EXERCISE: Copy out every line of the items below word for word, leaving out the pictures.

STORED RECORDS:
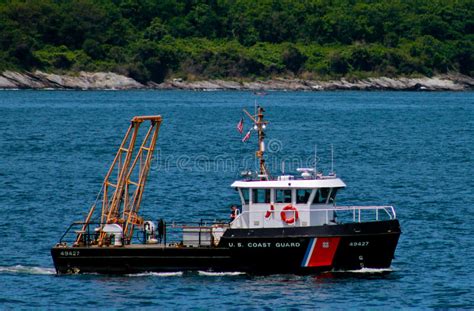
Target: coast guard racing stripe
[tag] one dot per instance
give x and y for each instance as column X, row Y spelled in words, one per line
column 320, row 252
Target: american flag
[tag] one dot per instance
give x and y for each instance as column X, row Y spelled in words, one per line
column 240, row 125
column 246, row 137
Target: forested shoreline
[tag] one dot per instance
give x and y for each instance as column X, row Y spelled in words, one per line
column 239, row 40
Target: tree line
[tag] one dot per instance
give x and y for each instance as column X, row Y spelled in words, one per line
column 240, row 39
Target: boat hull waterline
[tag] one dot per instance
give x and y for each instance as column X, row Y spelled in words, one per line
column 298, row 250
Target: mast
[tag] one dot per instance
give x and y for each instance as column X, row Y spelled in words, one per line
column 260, row 125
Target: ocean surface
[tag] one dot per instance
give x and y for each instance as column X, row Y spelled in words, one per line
column 407, row 149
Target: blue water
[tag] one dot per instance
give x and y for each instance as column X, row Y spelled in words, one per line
column 410, row 150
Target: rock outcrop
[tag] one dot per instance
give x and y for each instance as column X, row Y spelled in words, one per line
column 113, row 81
column 83, row 81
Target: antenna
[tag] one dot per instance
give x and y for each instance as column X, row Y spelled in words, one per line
column 316, row 158
column 332, row 159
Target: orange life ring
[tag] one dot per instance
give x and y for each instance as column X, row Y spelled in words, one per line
column 290, row 208
column 269, row 212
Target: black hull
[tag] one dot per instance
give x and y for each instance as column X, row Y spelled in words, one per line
column 300, row 250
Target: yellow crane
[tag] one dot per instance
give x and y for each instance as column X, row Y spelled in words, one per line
column 124, row 183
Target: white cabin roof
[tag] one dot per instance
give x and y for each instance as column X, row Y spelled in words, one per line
column 295, row 183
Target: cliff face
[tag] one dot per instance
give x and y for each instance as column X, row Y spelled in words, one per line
column 113, row 81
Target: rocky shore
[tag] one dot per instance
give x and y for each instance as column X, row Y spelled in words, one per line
column 113, row 81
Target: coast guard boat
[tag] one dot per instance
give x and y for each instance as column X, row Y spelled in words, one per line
column 287, row 224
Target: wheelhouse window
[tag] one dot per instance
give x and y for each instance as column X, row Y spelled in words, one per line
column 332, row 196
column 261, row 195
column 245, row 195
column 283, row 196
column 302, row 195
column 321, row 196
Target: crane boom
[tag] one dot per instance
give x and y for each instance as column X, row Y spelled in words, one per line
column 124, row 183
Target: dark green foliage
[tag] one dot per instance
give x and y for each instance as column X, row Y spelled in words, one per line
column 151, row 40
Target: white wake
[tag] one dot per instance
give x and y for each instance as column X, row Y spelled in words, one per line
column 26, row 270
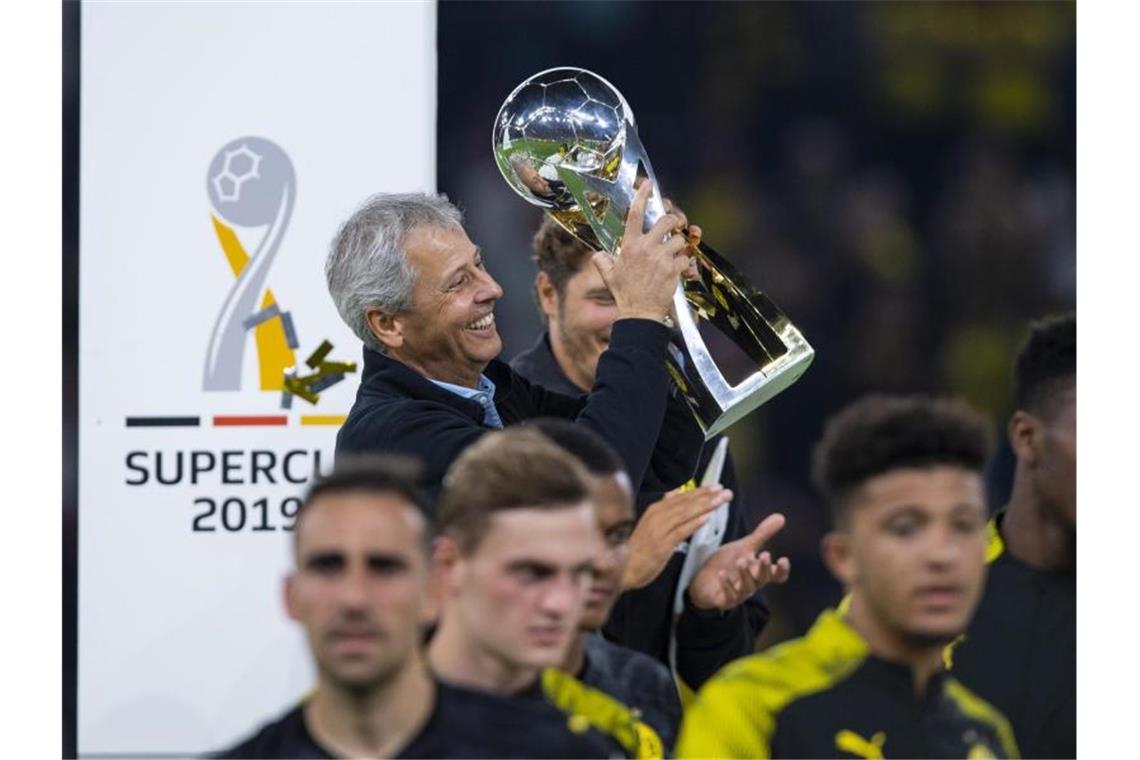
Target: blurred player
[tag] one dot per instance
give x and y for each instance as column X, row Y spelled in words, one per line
column 634, row 679
column 903, row 476
column 516, row 552
column 361, row 590
column 1019, row 652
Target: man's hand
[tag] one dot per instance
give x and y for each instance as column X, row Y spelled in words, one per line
column 694, row 237
column 664, row 525
column 644, row 276
column 739, row 569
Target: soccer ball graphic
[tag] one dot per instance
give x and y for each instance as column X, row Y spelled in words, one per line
column 568, row 117
column 247, row 181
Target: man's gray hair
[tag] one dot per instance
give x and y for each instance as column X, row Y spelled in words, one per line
column 366, row 266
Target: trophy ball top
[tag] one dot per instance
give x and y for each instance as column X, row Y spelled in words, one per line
column 247, row 180
column 568, row 119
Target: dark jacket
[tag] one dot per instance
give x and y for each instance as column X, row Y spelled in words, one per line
column 634, row 679
column 642, row 619
column 399, row 410
column 1019, row 652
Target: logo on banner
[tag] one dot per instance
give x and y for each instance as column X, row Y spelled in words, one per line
column 252, row 186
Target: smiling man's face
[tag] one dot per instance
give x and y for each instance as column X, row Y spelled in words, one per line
column 449, row 334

SOLUTION FOR THIS EXERCISE:
Target: coast guard racing stripe
[tag] one dot per instance
give x and y for each instance as column X, row Y spelled in words, one per line
column 320, row 252
Target: american flag
[tag] one dot per instance
give x and y for each instance as column X, row Y spelled in words, one per line
column 240, row 125
column 246, row 137
Target: forested shoreline
[tag] one dot per instance
give x and y for each instance as column X, row Y spelled in words, one per line
column 239, row 40
Target: tree line
[tag] one dot per instance
give x and y for each instance as column X, row Y spelled in words, one per line
column 240, row 39
Target: boat hull waterline
[tag] one dot per instance
give x and y for each instance as column X, row Y spelled in words, one per line
column 298, row 250
Target: mast
[tag] one dot per instance
give x and y for each instance as column X, row Y spelled in words, one per line
column 260, row 125
Target: ocean surface
[tag] one dot per instance
give x and y for each instance as column X, row Y spelled in words, one per line
column 407, row 149
Target: blue water
[tag] one dot per instance
give x and y for each instance as column X, row Y spelled in words, one per line
column 410, row 150
Target: rock outcrop
[tag] one dot per instance
give x and y for each instance as column X, row Y spelled in words, one per line
column 113, row 81
column 83, row 81
Target: antenna
[tag] one dot per instance
give x and y for each instance as column X, row Y spelled in words, one per line
column 316, row 158
column 332, row 159
Target: orange life ring
[tag] one dot per instance
give x and y for each instance as column X, row Y spelled in words, one per line
column 290, row 208
column 269, row 212
Target: black hull
[tag] one dot per instance
give x and y for each instance as column X, row Y spelled in words, one per line
column 300, row 250
Target: yellow crane
[tag] one dot per instance
give x and y for each instance as column X, row Y spelled in words, one per line
column 124, row 183
Target: white cabin roof
[tag] one dot per instance
give x and y for each instance as column X, row Y spelled in words, one per line
column 295, row 183
Target: cliff face
[tag] one dot per instance
give x and y for each instance as column X, row Y spelled in words, one per line
column 113, row 81
Target: rocky shore
[tag] one dot per instance
give x and y for each instance as column X, row Y spelled in words, one per line
column 113, row 81
Target: coast guard boat
[tag] one dot per instance
give x and y for each instance as column X, row Y spelled in words, one per line
column 287, row 224
Target: wheelhouse window
[tag] one dot per instance
give x and y for each instance as column X, row Y spelled in words, one per line
column 332, row 196
column 261, row 195
column 245, row 195
column 283, row 196
column 302, row 195
column 321, row 196
Target: crane boom
[tag] one dot per instance
give x and y for each instance as column X, row Y spelled in words, one per line
column 124, row 183
Target: dark green foliage
[tag] one dot per instance
give x and y for each instance as column X, row Y spelled in words, one per line
column 151, row 40
Target: white wake
[tag] one dot per instance
give x and y for each instance as column X, row Y spelled in words, one per line
column 26, row 270
Target: blurred player
[tag] one dot per instance
give x and y for each instance as column X, row Y spelled in words, one per line
column 634, row 679
column 903, row 476
column 516, row 552
column 361, row 590
column 1019, row 652
Target: man's hand
[tag] one dot per instance
give x and y for each instance as column X, row Y spelled in words, one per line
column 694, row 237
column 664, row 525
column 644, row 276
column 739, row 569
Target: soccer ball graphic
[tag] one dot per instance
give x and y for each instance as column X, row Y spelled in words, one per line
column 568, row 117
column 247, row 181
Target: man's gray hair
[tag] one dot per instance
give x and y for each instance as column X, row Y spelled in words, one per line
column 366, row 266
Target: trophy ball top
[tag] one dot per instance
give x and y for each instance as column X, row Y spelled in words, one per line
column 247, row 180
column 568, row 119
Target: dark jacket
[tag] one dot per instance
give x and y for each instance as column X, row Y spelled in words, one per line
column 634, row 679
column 642, row 619
column 399, row 410
column 1019, row 652
Target: logo on banner
[tag] one dot per instance
give x and y for each instance as column X, row Y spelled in words, one per line
column 252, row 186
Target: smiling man's face
[tag] one dot per instance
give x and y for each instance as column X, row Y spelled in words, one per line
column 449, row 334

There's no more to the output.